Dataset excerpts
○ ○ ○
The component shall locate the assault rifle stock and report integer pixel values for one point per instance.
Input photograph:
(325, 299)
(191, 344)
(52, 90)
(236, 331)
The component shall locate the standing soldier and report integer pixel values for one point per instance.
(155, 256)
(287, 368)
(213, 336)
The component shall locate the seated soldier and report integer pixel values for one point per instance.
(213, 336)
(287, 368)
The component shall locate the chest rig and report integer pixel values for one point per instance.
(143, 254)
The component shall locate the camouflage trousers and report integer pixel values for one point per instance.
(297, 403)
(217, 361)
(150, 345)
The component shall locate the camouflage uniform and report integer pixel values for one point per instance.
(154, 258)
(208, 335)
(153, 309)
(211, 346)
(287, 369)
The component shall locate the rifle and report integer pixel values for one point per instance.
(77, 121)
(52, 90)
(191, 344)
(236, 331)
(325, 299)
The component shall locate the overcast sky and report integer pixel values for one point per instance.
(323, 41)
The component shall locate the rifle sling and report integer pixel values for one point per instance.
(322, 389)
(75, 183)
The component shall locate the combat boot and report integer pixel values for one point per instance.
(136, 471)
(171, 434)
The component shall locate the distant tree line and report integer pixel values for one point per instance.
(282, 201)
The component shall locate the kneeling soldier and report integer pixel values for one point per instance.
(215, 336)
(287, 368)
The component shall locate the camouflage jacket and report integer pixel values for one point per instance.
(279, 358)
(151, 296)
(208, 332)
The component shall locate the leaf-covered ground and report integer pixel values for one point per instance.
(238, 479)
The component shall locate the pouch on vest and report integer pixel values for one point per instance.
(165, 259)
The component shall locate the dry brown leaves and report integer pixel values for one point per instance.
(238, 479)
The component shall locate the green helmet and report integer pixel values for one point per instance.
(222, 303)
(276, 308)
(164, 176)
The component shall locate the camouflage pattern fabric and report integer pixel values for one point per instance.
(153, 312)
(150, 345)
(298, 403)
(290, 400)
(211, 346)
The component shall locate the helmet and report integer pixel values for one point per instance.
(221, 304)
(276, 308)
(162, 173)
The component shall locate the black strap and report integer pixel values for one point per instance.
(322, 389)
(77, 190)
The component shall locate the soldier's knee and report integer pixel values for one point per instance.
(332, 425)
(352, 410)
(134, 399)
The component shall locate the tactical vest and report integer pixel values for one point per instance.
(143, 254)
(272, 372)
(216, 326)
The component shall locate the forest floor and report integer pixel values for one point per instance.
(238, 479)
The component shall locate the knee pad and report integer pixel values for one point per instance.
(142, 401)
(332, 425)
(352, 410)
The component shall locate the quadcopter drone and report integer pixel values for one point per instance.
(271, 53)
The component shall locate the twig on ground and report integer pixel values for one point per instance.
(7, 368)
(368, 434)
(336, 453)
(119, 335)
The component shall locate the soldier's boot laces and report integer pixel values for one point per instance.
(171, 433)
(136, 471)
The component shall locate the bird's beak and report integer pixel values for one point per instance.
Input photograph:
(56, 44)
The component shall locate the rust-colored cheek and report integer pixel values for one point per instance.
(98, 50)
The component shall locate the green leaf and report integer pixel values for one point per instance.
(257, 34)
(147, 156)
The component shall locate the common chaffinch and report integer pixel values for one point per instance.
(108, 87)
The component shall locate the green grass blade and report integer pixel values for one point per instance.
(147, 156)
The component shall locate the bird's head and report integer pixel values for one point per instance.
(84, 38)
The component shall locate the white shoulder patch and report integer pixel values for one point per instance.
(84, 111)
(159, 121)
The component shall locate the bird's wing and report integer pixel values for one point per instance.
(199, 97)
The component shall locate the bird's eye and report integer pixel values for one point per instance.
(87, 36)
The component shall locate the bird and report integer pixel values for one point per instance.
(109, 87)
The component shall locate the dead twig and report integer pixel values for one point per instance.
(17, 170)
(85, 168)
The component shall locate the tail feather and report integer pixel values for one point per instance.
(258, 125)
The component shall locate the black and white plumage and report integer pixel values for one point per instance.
○ ○ ○
- Task to complete
Could you write out all the records exactly, please?

- Reply
The component shall locate the assault rifle stock and report integer pixel values for one point per instance.
Input photograph:
(325, 299)
(191, 344)
(52, 90)
(236, 331)
The component shall locate the standing soldier and report integer pixel values for one point per instance.
(155, 256)
(287, 368)
(213, 336)
The component shall locate the seated soldier and report integer pixel values for one point per instance.
(213, 336)
(287, 368)
The component shall locate the chest rig and report integer pixel values for one point per instance.
(143, 254)
The component shall locate the camouflage trousers and report integer pixel values for one point per instance.
(297, 403)
(217, 361)
(150, 345)
The component shall locate the camouflage uniform and report integer pixel values for one point per instance.
(154, 258)
(208, 335)
(153, 309)
(211, 346)
(287, 369)
The component shall locate the rifle and report integer pixel values for one point per instance.
(77, 121)
(52, 90)
(191, 344)
(236, 331)
(325, 299)
The component shall locate the overcast sky and report integer pixel values for one point per instance.
(323, 41)
The component shall locate the rifle sling and report integer pixel values for one point per instance.
(322, 389)
(75, 183)
The component shall locate the combat boot and report integer pixel values for one point per instance.
(136, 471)
(171, 434)
The component shall locate the distant tree line and report integer pixel values for one point per instance.
(282, 201)
The component shall locate the kneeling soldier and report integer pixel values for one point per instance.
(215, 336)
(287, 368)
The component shall locate the camouflage jacket and report integer pixel values for one point per instance.
(279, 358)
(151, 296)
(208, 332)
The component shall locate the leaf-covered ground and report integer pixel values for one point per instance.
(238, 479)
The component shall locate the pouch on vest and report integer pixel values for one point per instance.
(165, 259)
The component shall locate the dry brown leaves and report integer pixel values for one point per instance.
(238, 479)
The component shall locate the green helmet and report integer pixel values for one point per instance.
(222, 303)
(276, 308)
(164, 176)
The component shall locate the camouflage pattern fabric and report integer pixel values for one point per instance.
(153, 312)
(150, 345)
(298, 403)
(290, 400)
(211, 346)
The component shall locate the helmet and report integer pixel values for one point per instance.
(221, 304)
(276, 308)
(162, 173)
The component shall locate the black strap and report integer pixel values for one point per instance.
(322, 389)
(77, 190)
The component shall locate the soldier's knee and report integer pixel values for one point per instance.
(332, 425)
(352, 410)
(134, 399)
The component shall locate the tactical vest and report integer pixel values for one point per instance.
(143, 254)
(272, 372)
(216, 326)
The component shall locate the forest floor and report integer pixel values for one point per instance.
(238, 479)
The component shall locate the knee pad and report integer pixel values for one point per instance.
(142, 401)
(332, 425)
(352, 410)
The component shall locate the quadcopter drone and report integer pixel values for one point per instance.
(271, 53)
The component shall locate the twig on ground and report integer pixel values for one point per instance.
(7, 368)
(368, 434)
(336, 453)
(119, 335)
The component shall locate the soldier's boot laces and report integer pixel values for one point per instance.
(171, 433)
(136, 471)
The component shall locate the bird's beak and report integer pixel values for one point per instance.
Input photograph:
(56, 44)
The component shall locate the rust-colored cheek and report integer pixel values for one point per instance.
(98, 50)
The component shall locate the green leaf and report integer pixel values for one point per instance.
(257, 34)
(147, 156)
The component shall locate the common chaffinch and report integer pixel values for one point per instance.
(108, 87)
The component shall locate the green grass blade and report integer pixel values for one point per instance.
(147, 156)
The component shall locate the bird's head and report integer pixel values for one point per instance.
(84, 38)
The component shall locate the white shoulder patch and report integer pixel values for one point per instance.
(84, 111)
(159, 121)
The component shall locate the bird's wing and report integer pixel values for one point per instance.
(199, 97)
The component shall locate the bird's eye and report integer pixel values for one point per instance.
(87, 36)
The component shall locate the bird and report integer pixel values for one point per instance.
(109, 87)
The component shall locate the dead twig and report integer pixel values for one point per instance.
(17, 170)
(85, 168)
The component shall locate the tail feather and report integer pixel values for one point per instance.
(258, 125)
The component shall locate the black and white plumage and report integer pixel values for one point per instance.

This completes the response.